Passage to read:
<<<<

For most of the twentieth century, the dominant doctrine of corporate governance in the English-speaking world held that the purpose of a corporation was to maximize returns to its shareholders. This was not always made explicit, but it structured decisions from boardrooms to business school curricula: capital allocation, executive incentives, acquisition strategy, and employment policy were all evaluated primarily through the lens of shareholder value creation.
The philosophical cornerstone of this view was an essay Milton Friedman published in the New York Times Magazine on September 13, 1970, under the title "A Friedman Doctrine: The Social Responsibility of Business Is to Increase Its Profits." Friedman argued that corporate executives are employees of the shareholders, and spending corporate resources on social purposes — beyond what is required for the business to function — is a form of taxation without representation: the executive is effectively levying a charge on shareholders, employees, or customers to fund social goals that those parties did not choose. In Friedman's view, social responsibility belongs to individuals acting voluntarily, not to corporations acting on behalf of absent shareholders.
The essay became perhaps the single most influential statement of the shareholder primacy position — and the most influential target of the challenge that would come fourteen years later.

>>>>

Written task A:
Render this sentence from the passage on shareholder primacy into Spanish: "The essay became perhaps the single most influential statement of the shareholder primacy position — and the most influential target of the challenge that would come fourteen years later."
Written task B:
Repeat part of the passage on shareholder primacy with "shareholders" switched to "stockholders". Begin at the words "The philosophical cornerstone" and stop after "of absent shareholders.".
The entries come from a separate source.

Excerpted data:
<<<<

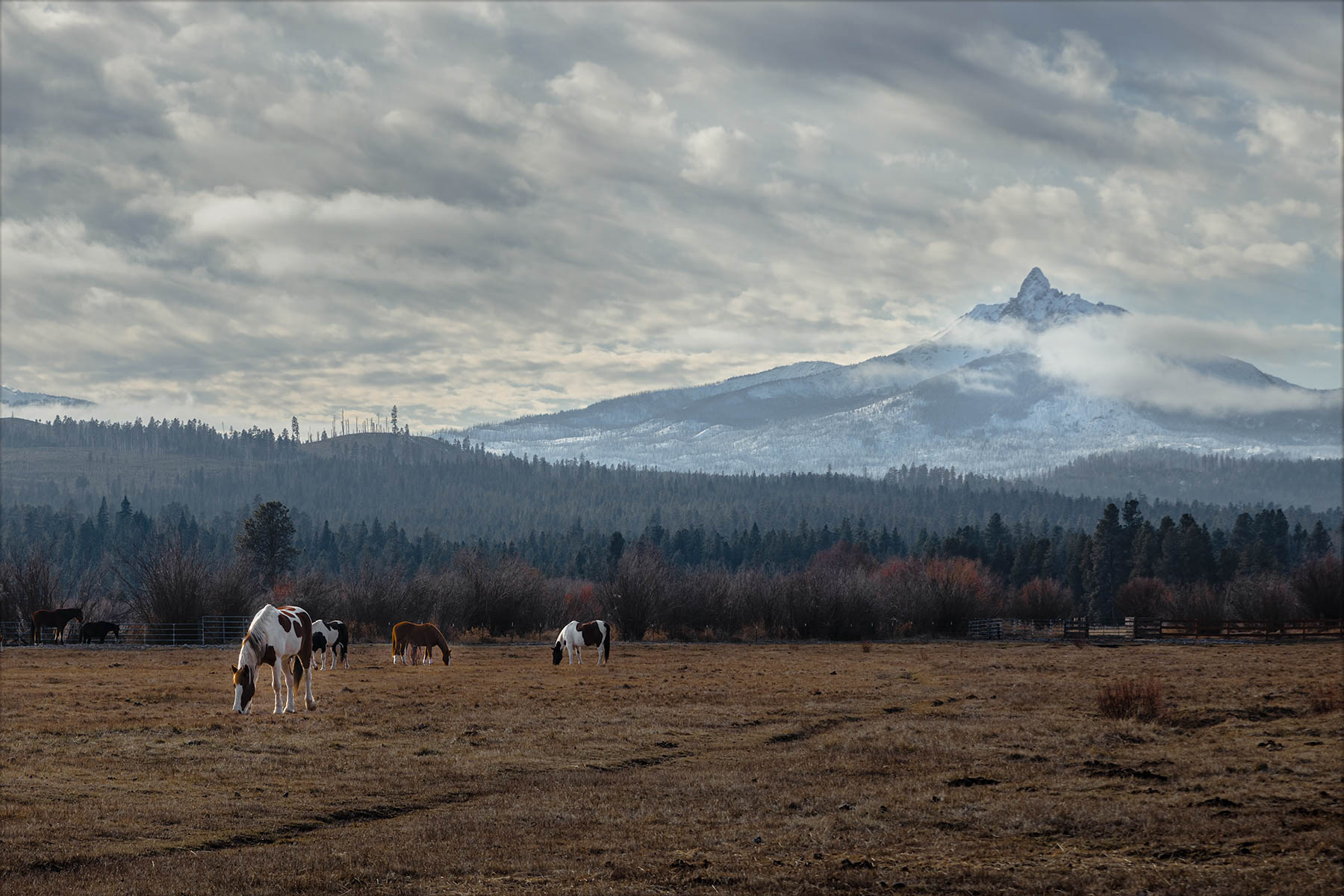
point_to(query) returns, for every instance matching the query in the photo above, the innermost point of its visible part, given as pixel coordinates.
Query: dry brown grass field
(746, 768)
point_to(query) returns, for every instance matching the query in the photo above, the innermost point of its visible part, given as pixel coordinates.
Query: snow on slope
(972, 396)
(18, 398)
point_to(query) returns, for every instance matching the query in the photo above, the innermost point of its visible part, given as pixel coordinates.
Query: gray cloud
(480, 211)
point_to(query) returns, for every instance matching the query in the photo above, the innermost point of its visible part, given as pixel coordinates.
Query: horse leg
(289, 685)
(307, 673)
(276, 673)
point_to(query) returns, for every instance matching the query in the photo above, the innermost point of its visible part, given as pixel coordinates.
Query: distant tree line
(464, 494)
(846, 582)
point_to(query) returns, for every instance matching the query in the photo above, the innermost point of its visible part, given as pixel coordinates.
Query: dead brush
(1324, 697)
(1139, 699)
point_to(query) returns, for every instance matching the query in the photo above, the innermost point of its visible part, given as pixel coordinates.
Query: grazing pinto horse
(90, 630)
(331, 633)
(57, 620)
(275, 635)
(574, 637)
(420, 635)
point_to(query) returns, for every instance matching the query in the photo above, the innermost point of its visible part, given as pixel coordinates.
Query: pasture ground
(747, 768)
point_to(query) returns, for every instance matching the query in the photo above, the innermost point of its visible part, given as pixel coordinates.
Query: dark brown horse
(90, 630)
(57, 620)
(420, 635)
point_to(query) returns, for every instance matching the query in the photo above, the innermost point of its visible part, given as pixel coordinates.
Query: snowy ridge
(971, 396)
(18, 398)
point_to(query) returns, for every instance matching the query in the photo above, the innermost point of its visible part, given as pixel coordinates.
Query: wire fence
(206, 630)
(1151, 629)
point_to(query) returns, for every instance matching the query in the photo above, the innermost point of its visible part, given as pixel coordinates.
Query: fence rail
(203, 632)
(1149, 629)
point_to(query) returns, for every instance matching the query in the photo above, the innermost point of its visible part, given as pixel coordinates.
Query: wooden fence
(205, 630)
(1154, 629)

>>>>

Expected answer A:
El ensayo se convirtió quizás en la declaración más influyente de la postura de la primacía del accionista, y en el blanco más influyente del desafío que llegaría catorce años más tarde.

Expected answer B:
The philosophical cornerstone of this view was an essay Milton Friedman published in the New York Times Magazine on September 13, 1970, under the title "A Friedman Doctrine: The Social Responsibility of Business Is to Increase Its Profits." Friedman argued that corporate executives are employees of the stockholders, and spending corporate resources on social purposes — beyond what is required for the business to function — is a form of taxation without representation: the executive is effectively levying a charge on stockholders, employees, or customers to fund social goals that those parties did not choose. In Friedman's view, social responsibility belongs to individuals acting voluntarily, not to corporations acting on behalf of absent stockholders.